A Woman at the Edge

Tough Times, Domestic Violence, and Economic Abuse

Even in good times, life for poor working women can be an
obstacle-filled struggle to get by. In bad times, it can be hell. Now,
throw domestic violence into the mix and the hardships grow
exponentially -- as I discovered recently when I talked with "Tyrie"
while she was at her job at a child-care center in one of New York
City's outer boroughs.

"This economy is hitting everybody really hard," the 40-something
woman, originally from Trinidad, tells me. But it's hitting her harder
than many. Tyrie is a domestic violence survivor whose personal
suffering has been compounded by the global economic crisis. And she
isn't alone.

"Clients are coming in more severely battered with more serious
injuries," reports Catherine Shugrue dos Santos of Sanctuary for
Families, New York State's largest nonprofit organization exclusively
dedicated to dealing with domestic violence victims and their children.
"This leads us to believe that the intensity of the violence may be
escalating. It also means that people may be waiting until the violence
has escalated before they leave."

"Difficult financial times do not cause domestic violence," says Brian
Namey from the National Network to End Domestic Violence. "But they can
exacerbate it."

"When there are tough financial times," Namey notes, "couples can be
under greater pressure, have higher stress levels." In fact, a 2004
study by the National Institute of Justice reported
that women whose male partners experienced two or more periods of
unemployment over five years were three times more likely to be abused.

The Domestic Violence No One Notices

When "domestic violence" is mentioned, people usually think of
physical, emotional, or sexual abuse, but experts say that another form
of domestic violence has been on the increase since the global
financial meltdown hit. They call it "economic abuse." It not only goes
largely unnoticed by most Americans, according to Shugrue dos Santos,
but is "not sufficiently explored in the press." Namey concurs, adding,
"Financial abuse is something that may not be on the radar for most
people, but it is a serious problem."

Sanctuary for Families points to "Jen," a battered client who came to
them in the fall of 2008 just as the financial crisis was beginning to
sweep the country. According to its staff, she represents an ever more
typical case.

— Short task a —
Count the lines of the records that contain the string "doorway", and reply with the number only.

[Location annotation dataset excerpts]
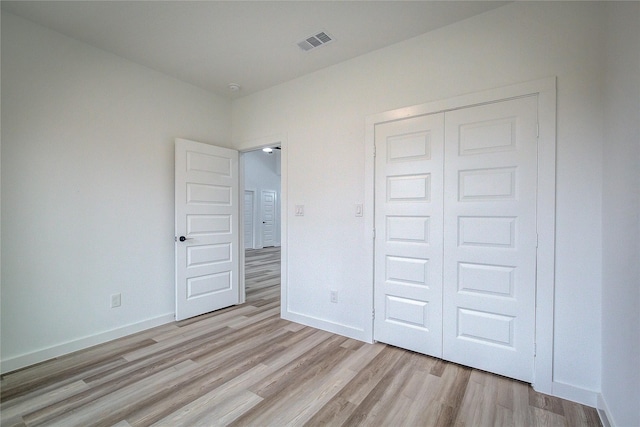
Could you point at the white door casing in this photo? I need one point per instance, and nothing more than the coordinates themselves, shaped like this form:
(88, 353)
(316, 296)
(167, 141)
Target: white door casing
(268, 207)
(484, 259)
(207, 234)
(408, 245)
(249, 196)
(490, 237)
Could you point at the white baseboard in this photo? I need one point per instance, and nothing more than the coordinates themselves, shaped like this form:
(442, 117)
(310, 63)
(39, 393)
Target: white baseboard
(336, 328)
(32, 358)
(575, 394)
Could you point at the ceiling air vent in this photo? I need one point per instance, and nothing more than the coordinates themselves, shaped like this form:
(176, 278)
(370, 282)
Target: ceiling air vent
(317, 40)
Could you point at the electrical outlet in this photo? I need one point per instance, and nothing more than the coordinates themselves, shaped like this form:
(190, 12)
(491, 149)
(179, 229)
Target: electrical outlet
(116, 300)
(334, 296)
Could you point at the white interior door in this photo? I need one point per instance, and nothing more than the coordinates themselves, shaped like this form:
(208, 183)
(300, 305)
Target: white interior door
(248, 219)
(268, 204)
(490, 237)
(207, 235)
(408, 223)
(455, 246)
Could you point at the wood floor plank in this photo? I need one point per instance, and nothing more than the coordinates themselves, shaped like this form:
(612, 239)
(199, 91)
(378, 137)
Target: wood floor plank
(244, 365)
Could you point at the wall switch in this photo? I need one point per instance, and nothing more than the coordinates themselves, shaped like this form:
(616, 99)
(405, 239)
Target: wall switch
(334, 296)
(116, 300)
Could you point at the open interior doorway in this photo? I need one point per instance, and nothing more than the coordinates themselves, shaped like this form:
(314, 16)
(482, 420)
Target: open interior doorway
(262, 226)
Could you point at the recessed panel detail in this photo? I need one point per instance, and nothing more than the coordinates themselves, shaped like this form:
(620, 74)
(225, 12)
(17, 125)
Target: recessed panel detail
(202, 255)
(207, 285)
(407, 312)
(496, 232)
(200, 162)
(408, 229)
(412, 271)
(204, 194)
(409, 147)
(202, 225)
(495, 280)
(488, 137)
(483, 327)
(409, 188)
(487, 184)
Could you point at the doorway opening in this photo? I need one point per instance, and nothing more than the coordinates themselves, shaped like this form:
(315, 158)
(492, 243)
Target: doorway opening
(261, 224)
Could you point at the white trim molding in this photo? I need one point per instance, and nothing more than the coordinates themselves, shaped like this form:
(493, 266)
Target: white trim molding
(29, 359)
(545, 90)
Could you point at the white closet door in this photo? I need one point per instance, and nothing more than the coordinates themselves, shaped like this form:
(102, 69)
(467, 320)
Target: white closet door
(408, 244)
(490, 237)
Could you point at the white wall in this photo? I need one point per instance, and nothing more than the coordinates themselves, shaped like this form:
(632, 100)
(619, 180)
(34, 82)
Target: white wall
(621, 220)
(87, 190)
(323, 116)
(262, 172)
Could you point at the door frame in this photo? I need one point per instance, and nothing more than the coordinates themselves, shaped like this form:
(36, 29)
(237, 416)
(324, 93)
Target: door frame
(253, 145)
(253, 216)
(545, 89)
(275, 213)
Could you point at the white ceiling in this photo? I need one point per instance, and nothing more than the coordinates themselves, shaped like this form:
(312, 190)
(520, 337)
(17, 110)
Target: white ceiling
(252, 43)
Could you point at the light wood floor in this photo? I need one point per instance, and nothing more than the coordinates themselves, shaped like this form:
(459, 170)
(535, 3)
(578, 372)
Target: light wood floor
(245, 366)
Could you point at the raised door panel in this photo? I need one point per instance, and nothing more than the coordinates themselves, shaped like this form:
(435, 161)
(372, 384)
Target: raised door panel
(490, 237)
(206, 199)
(408, 248)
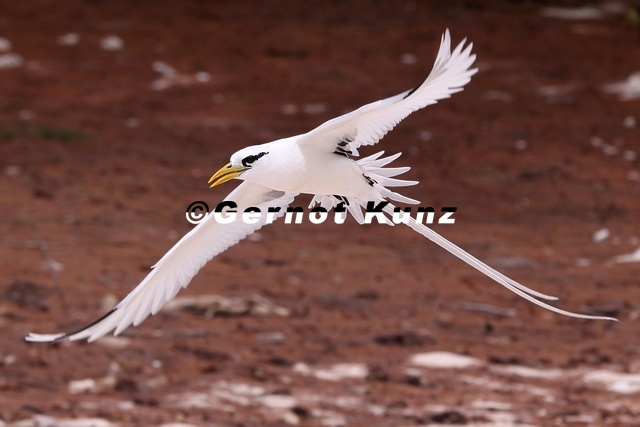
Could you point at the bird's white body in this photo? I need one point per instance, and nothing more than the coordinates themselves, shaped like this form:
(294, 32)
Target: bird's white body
(320, 162)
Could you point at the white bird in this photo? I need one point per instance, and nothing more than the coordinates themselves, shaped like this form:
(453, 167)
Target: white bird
(321, 163)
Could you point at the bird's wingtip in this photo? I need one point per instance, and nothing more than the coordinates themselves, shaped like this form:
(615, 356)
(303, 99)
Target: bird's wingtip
(43, 337)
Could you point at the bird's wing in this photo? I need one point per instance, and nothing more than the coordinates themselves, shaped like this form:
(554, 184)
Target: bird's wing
(178, 266)
(368, 124)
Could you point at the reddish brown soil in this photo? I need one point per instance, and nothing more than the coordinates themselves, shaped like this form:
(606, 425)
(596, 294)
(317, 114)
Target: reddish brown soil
(98, 167)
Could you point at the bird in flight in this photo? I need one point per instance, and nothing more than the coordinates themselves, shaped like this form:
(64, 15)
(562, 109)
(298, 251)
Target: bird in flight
(320, 162)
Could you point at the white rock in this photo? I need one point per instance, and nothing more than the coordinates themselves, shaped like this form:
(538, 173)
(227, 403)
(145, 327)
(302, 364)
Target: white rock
(444, 360)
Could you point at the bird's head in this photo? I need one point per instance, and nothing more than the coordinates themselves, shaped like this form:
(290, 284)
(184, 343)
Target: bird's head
(241, 162)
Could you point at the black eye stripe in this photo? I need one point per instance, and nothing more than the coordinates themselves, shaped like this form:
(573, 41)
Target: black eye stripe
(246, 162)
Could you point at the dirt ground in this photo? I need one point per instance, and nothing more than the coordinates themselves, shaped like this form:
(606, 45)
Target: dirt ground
(113, 115)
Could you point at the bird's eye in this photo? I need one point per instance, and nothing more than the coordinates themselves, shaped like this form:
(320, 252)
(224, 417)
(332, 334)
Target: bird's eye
(247, 161)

— Short task b —
Answer these questions from the article on domestic violence and economic abuse, one per line:
(i) What country is Tyrie originally from?
(ii) Which organization is Brian Namey from?
(iii) In what year did the National Institute of Justice carry out the study on partner unemployment and abuse?

— Finished answer a —
4

— Finished answer b —
(i) Trinidad
(ii) The National Network to End Domestic Violence
(iii) 2004